## What this task involves
In the listing below, render everything from the line containing "Target object class for this labeling batch: overhead" down to the line containing "344, 151, 351, 193", both ends included, as a JSON list of strings. Use one string per line and leave out any blank lines.

..........

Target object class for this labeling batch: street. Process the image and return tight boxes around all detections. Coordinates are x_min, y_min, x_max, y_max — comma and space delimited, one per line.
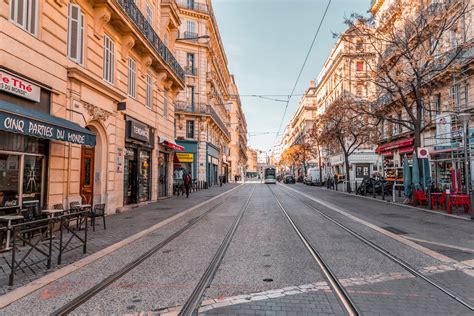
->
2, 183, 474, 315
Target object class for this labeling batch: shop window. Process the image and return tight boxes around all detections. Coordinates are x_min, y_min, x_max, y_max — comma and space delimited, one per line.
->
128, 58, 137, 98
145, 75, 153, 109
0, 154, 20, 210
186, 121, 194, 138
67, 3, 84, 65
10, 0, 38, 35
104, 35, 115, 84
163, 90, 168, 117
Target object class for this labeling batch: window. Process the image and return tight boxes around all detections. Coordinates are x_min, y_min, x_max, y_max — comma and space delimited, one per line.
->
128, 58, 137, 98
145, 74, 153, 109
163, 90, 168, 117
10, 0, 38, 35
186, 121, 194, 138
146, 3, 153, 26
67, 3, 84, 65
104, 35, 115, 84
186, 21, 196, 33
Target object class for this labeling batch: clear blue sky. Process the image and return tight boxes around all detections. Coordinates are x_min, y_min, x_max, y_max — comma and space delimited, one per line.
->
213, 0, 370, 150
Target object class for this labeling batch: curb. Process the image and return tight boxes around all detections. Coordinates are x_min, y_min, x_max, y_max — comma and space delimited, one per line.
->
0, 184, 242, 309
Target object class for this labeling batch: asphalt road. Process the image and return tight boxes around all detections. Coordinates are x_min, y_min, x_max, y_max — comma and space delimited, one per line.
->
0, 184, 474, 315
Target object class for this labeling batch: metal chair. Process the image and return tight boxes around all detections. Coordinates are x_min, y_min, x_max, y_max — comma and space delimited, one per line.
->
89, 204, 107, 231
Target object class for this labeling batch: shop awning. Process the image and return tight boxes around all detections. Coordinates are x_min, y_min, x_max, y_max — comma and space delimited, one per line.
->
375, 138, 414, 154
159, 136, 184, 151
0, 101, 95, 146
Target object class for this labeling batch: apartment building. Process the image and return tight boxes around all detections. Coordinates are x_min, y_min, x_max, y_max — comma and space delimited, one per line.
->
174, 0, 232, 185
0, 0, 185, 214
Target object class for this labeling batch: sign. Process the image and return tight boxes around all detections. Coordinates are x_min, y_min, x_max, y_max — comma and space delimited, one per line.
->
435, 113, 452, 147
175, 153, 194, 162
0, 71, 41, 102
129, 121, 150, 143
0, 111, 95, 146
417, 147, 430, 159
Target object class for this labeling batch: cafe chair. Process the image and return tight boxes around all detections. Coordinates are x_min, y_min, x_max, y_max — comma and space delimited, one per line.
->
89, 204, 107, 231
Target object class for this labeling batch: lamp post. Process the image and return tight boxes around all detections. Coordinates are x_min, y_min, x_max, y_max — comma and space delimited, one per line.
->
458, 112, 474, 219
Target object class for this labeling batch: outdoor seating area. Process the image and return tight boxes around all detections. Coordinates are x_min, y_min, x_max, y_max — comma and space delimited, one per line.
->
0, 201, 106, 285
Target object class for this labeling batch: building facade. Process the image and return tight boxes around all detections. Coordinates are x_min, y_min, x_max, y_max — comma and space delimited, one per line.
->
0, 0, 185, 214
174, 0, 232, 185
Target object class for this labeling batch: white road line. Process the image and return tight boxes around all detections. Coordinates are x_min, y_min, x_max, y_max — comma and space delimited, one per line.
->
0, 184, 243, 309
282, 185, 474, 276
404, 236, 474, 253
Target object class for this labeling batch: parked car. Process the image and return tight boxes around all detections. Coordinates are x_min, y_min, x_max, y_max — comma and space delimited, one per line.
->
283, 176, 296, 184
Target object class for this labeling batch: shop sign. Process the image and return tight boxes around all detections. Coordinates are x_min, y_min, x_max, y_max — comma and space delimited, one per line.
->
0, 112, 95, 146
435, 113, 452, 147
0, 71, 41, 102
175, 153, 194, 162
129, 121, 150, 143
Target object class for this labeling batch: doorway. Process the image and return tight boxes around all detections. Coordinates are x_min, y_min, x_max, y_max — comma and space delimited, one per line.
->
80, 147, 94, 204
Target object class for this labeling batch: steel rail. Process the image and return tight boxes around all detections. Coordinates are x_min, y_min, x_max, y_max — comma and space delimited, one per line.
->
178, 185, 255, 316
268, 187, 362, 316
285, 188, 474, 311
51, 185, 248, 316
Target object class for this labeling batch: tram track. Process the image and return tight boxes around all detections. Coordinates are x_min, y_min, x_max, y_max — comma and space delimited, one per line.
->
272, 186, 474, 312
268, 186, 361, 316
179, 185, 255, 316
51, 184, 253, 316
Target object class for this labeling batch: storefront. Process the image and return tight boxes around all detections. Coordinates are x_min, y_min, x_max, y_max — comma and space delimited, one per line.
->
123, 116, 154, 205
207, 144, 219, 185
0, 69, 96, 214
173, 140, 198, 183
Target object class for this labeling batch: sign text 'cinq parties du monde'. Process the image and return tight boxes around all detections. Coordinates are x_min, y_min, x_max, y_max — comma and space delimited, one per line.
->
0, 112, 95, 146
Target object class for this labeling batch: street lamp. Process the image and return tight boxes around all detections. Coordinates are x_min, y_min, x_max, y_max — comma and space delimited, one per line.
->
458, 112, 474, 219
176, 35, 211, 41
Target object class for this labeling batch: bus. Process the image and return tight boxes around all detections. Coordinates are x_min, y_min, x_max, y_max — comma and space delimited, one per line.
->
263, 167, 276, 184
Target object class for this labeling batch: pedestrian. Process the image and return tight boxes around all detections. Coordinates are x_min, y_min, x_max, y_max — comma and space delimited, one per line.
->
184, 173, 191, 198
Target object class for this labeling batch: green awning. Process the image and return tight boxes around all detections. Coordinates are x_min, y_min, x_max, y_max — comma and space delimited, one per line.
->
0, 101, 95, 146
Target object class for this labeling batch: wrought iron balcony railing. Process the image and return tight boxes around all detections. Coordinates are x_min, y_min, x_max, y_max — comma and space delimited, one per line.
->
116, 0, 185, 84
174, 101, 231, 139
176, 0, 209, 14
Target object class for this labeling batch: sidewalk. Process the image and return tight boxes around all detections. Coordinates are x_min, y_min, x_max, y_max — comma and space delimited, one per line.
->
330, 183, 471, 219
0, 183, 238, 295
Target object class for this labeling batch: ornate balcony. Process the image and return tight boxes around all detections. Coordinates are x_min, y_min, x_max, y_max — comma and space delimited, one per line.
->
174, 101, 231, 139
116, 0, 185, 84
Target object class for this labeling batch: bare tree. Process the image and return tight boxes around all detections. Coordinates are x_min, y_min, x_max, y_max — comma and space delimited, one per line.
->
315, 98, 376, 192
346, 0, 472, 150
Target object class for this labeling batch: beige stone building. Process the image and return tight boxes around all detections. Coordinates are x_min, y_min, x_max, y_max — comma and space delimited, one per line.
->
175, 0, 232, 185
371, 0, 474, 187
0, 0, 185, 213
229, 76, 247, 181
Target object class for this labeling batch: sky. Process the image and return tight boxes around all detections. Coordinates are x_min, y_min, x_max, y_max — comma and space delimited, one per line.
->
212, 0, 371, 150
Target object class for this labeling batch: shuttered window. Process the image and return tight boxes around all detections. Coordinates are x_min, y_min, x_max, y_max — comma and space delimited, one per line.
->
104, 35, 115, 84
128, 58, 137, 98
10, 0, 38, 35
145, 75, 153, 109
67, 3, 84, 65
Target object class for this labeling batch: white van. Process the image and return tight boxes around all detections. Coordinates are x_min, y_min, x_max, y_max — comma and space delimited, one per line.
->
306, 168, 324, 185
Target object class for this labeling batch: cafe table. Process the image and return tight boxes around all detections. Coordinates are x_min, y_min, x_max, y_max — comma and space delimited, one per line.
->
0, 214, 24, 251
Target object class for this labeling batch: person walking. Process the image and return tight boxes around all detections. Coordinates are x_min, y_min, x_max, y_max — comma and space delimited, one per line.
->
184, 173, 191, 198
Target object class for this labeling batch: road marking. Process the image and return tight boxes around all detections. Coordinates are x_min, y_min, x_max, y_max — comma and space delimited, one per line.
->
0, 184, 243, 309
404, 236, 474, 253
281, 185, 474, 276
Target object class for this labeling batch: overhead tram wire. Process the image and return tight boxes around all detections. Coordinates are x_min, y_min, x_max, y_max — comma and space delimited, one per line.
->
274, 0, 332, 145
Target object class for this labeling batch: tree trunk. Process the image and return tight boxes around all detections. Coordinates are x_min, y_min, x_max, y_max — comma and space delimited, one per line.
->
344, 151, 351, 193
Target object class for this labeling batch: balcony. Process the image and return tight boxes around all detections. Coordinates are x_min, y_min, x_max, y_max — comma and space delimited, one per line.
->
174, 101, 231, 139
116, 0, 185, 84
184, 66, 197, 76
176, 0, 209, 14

..........

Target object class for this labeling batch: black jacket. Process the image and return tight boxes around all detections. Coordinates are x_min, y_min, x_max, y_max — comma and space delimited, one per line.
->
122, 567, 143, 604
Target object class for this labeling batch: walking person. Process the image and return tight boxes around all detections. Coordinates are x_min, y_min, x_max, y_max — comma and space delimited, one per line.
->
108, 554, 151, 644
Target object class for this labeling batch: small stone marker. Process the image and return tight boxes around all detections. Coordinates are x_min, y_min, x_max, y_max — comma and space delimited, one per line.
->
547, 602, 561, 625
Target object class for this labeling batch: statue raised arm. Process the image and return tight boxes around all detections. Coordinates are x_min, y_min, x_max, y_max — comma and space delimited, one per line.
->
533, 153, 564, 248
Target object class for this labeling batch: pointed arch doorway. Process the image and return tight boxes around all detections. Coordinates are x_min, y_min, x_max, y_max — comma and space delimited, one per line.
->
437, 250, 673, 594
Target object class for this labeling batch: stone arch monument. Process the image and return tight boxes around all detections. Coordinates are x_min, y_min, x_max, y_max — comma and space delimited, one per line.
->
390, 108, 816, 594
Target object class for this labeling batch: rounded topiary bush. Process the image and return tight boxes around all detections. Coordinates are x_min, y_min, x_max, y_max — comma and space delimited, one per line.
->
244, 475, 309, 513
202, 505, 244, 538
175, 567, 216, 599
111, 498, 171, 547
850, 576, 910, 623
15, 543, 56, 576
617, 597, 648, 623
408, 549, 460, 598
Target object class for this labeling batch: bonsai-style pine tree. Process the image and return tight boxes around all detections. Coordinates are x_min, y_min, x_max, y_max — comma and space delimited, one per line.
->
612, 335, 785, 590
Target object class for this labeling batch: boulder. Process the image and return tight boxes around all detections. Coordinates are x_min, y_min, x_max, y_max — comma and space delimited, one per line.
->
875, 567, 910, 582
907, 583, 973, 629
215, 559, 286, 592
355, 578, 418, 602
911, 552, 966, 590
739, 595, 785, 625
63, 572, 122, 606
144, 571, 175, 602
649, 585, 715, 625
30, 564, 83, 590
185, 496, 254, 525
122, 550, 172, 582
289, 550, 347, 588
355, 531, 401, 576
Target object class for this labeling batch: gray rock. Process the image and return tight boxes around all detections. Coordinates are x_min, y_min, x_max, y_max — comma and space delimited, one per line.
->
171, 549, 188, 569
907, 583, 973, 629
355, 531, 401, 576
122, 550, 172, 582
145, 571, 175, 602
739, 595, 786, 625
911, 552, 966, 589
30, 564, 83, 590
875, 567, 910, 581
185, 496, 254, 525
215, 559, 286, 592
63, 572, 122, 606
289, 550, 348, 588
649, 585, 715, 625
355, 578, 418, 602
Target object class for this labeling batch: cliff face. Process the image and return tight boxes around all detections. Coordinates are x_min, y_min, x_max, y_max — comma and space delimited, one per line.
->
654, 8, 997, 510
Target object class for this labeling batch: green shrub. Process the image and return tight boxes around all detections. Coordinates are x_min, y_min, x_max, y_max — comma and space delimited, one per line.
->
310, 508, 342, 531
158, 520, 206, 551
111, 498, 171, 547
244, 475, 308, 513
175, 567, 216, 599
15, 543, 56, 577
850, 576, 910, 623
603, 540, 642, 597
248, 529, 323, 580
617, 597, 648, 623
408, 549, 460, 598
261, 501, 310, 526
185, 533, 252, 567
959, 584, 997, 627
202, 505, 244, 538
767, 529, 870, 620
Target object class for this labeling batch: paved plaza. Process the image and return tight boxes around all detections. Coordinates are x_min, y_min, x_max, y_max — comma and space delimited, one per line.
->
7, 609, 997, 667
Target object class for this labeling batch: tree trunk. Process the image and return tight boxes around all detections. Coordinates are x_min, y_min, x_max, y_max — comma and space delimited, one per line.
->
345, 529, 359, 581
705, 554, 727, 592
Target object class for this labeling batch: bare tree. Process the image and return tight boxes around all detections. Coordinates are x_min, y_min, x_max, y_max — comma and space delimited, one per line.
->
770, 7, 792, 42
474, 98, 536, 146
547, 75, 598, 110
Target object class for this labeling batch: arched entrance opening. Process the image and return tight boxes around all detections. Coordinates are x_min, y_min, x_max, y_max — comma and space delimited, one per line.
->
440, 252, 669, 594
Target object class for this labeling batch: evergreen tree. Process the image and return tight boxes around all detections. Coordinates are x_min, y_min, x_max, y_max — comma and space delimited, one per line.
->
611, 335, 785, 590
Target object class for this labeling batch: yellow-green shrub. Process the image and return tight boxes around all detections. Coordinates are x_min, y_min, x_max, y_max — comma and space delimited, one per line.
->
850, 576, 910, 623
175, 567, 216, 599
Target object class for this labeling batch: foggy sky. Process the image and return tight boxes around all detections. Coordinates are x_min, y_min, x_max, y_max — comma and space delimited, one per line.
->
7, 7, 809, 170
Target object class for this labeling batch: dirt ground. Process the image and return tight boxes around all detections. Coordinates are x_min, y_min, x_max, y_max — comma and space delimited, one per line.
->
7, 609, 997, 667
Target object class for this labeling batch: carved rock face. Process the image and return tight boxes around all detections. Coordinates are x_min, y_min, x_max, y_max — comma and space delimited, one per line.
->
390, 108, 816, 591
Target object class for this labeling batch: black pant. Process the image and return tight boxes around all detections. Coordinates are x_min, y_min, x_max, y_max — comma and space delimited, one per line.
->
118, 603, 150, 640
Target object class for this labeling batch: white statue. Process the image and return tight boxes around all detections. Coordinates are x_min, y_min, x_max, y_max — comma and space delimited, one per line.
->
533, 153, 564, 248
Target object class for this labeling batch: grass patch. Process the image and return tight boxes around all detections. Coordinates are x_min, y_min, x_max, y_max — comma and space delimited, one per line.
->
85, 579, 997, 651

..........

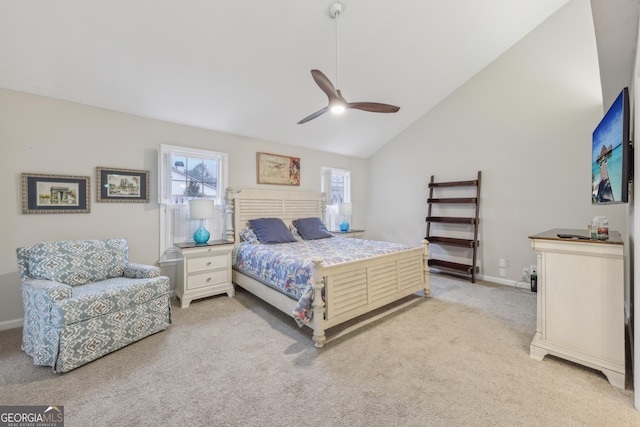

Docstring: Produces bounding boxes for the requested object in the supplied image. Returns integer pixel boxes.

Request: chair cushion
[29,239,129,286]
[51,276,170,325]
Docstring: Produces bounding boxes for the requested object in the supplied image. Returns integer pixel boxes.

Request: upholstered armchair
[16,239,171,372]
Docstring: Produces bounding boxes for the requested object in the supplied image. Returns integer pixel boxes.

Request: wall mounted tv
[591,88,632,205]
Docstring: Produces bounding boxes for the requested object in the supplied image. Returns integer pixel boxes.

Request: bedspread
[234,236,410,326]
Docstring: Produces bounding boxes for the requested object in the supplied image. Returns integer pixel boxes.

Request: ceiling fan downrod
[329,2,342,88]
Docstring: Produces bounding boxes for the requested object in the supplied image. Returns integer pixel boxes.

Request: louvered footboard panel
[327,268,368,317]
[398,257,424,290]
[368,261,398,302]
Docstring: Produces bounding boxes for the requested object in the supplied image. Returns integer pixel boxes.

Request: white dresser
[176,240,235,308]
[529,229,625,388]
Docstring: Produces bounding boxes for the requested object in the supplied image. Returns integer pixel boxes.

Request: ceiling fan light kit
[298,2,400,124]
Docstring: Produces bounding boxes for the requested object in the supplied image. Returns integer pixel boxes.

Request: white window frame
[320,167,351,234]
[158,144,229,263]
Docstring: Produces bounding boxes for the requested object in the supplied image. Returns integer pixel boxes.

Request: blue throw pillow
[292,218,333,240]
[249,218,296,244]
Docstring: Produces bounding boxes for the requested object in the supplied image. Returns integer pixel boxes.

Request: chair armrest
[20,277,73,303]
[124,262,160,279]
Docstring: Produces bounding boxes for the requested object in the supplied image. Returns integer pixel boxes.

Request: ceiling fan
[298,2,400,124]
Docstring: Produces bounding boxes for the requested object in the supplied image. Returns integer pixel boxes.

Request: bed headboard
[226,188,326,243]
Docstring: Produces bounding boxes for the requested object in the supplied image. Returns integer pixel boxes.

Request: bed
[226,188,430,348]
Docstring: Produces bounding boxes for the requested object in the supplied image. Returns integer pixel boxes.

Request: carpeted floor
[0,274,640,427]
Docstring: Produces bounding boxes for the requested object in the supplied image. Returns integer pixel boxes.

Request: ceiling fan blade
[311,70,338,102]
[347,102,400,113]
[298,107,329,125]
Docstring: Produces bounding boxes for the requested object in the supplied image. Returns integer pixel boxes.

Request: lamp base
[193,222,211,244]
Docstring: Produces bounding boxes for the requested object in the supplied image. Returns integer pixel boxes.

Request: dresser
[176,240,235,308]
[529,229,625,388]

..........

## Solution to this exercise
[
  "Target object class for this labeling batch: overhead tram wire. Process the image and return tight boxes around all detections. Coordinates are x_min, y_min, x_max, y_max — comma and space delimited, one per line.",
  "->",
  "274, 0, 332, 145",
  "Target object class for this labeling batch: tree trunk. Process the image and return tight boxes around all detections. Coordinates are x_min, y_min, x_max, y_max — comma and space delimited, one per line.",
  "->",
  "344, 151, 351, 193"
]